Data in this exercise:
#####
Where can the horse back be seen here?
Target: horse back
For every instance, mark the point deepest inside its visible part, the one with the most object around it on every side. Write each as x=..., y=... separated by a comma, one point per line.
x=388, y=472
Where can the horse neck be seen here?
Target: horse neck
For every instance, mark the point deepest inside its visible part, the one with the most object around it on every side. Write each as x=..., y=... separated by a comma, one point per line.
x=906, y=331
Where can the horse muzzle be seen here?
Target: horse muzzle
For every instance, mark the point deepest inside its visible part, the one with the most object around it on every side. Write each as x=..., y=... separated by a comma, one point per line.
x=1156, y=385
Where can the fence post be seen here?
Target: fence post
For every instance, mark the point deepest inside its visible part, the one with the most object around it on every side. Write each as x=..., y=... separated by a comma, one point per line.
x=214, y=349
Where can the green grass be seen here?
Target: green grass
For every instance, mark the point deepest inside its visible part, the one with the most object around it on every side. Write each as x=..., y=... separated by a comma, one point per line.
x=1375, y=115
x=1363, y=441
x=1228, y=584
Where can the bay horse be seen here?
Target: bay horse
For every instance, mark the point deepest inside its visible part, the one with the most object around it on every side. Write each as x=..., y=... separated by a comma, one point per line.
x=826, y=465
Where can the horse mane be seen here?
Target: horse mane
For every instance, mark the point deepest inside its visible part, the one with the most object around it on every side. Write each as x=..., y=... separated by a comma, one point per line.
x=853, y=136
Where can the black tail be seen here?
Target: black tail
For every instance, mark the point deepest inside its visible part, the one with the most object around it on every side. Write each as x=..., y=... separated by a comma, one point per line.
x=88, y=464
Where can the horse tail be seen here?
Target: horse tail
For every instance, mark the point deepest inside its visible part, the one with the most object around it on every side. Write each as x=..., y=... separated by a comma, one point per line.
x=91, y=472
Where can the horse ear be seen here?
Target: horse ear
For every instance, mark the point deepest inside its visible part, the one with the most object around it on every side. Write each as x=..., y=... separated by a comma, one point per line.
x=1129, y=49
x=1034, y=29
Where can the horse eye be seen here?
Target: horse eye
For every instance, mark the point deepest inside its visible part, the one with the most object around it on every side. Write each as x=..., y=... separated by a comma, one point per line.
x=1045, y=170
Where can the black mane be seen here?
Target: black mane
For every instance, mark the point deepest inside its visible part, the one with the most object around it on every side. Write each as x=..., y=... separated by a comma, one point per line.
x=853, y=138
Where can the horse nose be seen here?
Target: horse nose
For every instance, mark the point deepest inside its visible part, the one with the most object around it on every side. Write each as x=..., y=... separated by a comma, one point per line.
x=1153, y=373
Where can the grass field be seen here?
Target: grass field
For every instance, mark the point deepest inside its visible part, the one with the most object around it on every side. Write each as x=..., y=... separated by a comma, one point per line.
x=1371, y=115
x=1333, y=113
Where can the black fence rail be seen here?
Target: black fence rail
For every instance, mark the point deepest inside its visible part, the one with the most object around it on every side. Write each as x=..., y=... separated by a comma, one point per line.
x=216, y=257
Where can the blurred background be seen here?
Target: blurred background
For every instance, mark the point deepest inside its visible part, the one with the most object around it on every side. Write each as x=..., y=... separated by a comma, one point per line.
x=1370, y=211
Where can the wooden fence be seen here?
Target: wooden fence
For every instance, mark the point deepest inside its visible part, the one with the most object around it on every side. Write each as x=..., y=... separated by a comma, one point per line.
#####
Task statement: Search the records line by line for the word "wooden" and copy every line where it appears.

Task solution:
Where can the wooden fence be seen here?
Target: wooden fence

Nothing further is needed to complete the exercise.